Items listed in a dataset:

____

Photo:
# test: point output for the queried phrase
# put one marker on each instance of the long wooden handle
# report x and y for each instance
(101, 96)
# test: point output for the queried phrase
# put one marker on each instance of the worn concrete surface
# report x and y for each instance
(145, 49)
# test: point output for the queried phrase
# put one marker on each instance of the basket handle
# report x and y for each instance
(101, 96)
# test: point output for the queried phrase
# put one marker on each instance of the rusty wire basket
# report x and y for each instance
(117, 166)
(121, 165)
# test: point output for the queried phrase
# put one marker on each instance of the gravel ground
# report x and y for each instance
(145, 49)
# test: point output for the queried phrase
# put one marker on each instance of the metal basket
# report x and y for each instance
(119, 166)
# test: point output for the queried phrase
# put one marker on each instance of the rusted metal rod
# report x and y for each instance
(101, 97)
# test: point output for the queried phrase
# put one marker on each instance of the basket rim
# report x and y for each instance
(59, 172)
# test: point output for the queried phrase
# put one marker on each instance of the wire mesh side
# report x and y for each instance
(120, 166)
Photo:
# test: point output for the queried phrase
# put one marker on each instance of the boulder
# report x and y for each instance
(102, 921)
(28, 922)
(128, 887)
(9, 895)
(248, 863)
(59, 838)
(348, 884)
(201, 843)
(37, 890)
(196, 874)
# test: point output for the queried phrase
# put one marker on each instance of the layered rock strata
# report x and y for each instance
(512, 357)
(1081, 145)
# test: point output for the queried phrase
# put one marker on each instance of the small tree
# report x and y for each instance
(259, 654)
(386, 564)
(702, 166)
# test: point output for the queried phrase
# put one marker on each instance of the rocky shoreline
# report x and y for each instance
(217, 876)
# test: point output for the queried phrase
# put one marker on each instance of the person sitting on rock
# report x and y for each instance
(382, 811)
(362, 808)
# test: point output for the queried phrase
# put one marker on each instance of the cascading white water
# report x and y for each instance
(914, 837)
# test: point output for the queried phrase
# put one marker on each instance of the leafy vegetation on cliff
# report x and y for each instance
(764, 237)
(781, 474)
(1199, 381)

____

[TASK OBJECTIVE] Each record shown above must be reproduced exactly.

[OUTPUT]
Photo:
# test: point output for the queried phrase
# put one marker on each instance of the long wooden handle
# report x and y for each instance
(101, 96)
# test: point output for the queried phrase
# put one marker on each instance of the worn concrete surface
# report x and y for each instance
(145, 49)
# test: point output for the queried phrase
# put one marker on each instance of the basket handle
# report x and y for each instance
(101, 96)
# test: point output for the queried phrase
# put one marker on each instance of the rusty wire basket
# report x and y for each instance
(117, 166)
(121, 165)
# test: point output for the queried phrase
# put one marker on each instance of the gravel ground
# report x and y for each instance
(145, 49)
# test: point output for the queried phrase
# put one marker on each instance of the metal basket
# report x and y for each instance
(119, 166)
# test: point output for the queried phrase
# put one marker on each instance of the rusted metal rod
# report x and y for each instance
(101, 97)
# test: point output for the queried phrase
# put one marker on each instance of the basket rim
# report x and y for each instance
(59, 172)
# test: point output for the queried phrase
# put one marker on each instance of the wire mesh side
# report x and y for each instance
(120, 166)
Photo:
# test: point output for the queried phrase
# put one marker on each instance of the boulder
# report x and y for each instance
(102, 921)
(28, 922)
(128, 887)
(9, 895)
(248, 863)
(59, 838)
(348, 884)
(201, 843)
(37, 890)
(196, 874)
# test: point output for the queried phrase
# put one marker on each instance of the layered rock strata
# report x and y for each instance
(512, 357)
(1081, 145)
# test: point output for the queried phrase
# put one marker on each instance of the small tree
# report x and y for each instance
(259, 654)
(386, 564)
(702, 166)
# test: point output for the queried phrase
# put one marker on each instance of the rocky shoreline
# report x and y for each instance
(217, 876)
# test: point output for the queried phrase
# put one marker on each instance of the person sitting on rock
# report x and y for each instance
(382, 811)
(362, 808)
# test: point output for the queried phrase
# put one marker on each instance of the cascading white water
# report x and y for each instance
(914, 837)
# test: point output for the queried phrase
# put one marker on each instance of the leafy vegetation on cliff
# report x and y for each instance
(764, 237)
(781, 474)
(1199, 381)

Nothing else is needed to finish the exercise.